Textauszug:
LOKALMIX
„Die Kapazitätsgrenze ist erreicht“
Oberberg – Bei der Unterbringung von Kindern und Jugendlichen stoßen die Jugendämter des Oberbergischen Kreises und der Stadt Gummersbach an ihre Grenzen – Pflegefamilien gesucht.
In einer intakten und behütenden Familie aufzuwachsen, ist nicht jedem Kind vergönnt. Manche Kinder und Jugendliche werden vernachlässigt, einige erleben körperliche, psychische oder sexuelle Gewalt, manchmal sind Eltern schlichtweg überfordert, erkranken oder werden inhaftiert, und manche Kinder und Jugendliche werden von Jugendämtern unterstützt, weil Mutter, Vater oder gar beide Elternteile verstorben sind. Gründe, warum Heranwachsende in Heimen oder Pflegefamilien untergebracht werden, gibt es viele – und seit Oktober ist auch klar, dass die Fallzahlen landesweit steigen.

Datenzeilen:

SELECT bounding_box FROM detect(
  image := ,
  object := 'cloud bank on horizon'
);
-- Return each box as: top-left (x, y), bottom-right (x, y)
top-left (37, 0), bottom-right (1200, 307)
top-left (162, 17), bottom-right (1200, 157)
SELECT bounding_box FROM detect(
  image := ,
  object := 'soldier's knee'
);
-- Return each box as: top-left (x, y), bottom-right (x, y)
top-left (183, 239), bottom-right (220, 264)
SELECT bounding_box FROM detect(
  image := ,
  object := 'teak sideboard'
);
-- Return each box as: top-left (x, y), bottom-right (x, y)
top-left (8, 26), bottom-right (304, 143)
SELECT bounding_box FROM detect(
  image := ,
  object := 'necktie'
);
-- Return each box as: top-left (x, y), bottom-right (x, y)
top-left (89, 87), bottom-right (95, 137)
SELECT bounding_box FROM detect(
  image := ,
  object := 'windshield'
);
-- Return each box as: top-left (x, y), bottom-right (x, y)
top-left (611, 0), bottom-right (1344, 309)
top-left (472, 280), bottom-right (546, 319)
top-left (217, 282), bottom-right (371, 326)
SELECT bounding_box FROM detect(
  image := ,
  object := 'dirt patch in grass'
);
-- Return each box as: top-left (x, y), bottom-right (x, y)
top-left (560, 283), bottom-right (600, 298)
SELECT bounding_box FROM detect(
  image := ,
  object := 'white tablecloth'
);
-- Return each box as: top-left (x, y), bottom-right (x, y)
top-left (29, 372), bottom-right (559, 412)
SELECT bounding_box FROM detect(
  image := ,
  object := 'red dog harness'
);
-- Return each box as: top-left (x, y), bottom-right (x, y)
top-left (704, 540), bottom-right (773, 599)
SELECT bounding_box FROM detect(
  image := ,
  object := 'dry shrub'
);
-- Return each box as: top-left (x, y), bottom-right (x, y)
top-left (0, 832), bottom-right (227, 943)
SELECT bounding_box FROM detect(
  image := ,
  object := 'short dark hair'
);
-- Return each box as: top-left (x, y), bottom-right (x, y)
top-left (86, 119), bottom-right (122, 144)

Arbeitsanweisungen:
- a) Beantworte anhand des Artikels über die Unterbringung von Kindern in Oberberg die folgenden Fragen:
(i) Die Jugendämter welcher beiden Stellen stoßen an ihre Grenzen?
(ii) Seit wann ist klar, dass die Fallzahlen landesweit steigen?
(iii) Wer wird laut Untertitel gesucht?
- b) Nenne alle Formen von Gewalt, die der Artikel über die Unterbringung von Kindern in Oberberg aufzählt.
- c) Setze den Artikel über die Unterbringung von Kindern in Oberberg nach seinem letzten Satz fort.

Ergebnisse je Aufgabe:
- a)
(i) Die Jugendämter des Oberbergischen Kreises und der Stadt Gummersbach
(ii) Seit Oktober
(iii) Pflegefamilien

- b) körperliche Gewalt, psychische Gewalt, sexuelle Gewalt

- c)
Wie bereits berichtet, hat Information und Technik Nordrhein-Westfalen (IT.NRW) als Statistisches Landesamt vor rund zwei Monaten mitgeteilt, dass im vergangenen Jahr mindestens 58.422 junge Menschen in Heimen, bei Pflegefamilien oder in anderen betreuten Wohnformen gelebt haben. Im Vergleich zu 2022 entspricht das einem Anstieg von 2,4 Prozent (Vorjahr: 57.077). OA hat bei der Stadt Gummersbach und auch beim Oberbergischen Kreis erfragt, wie sich die Situation bei ihren Jugendämtern darstellt, welche Herausforderungen sie sehen und auch, wie es um eine Trendumkehr steht.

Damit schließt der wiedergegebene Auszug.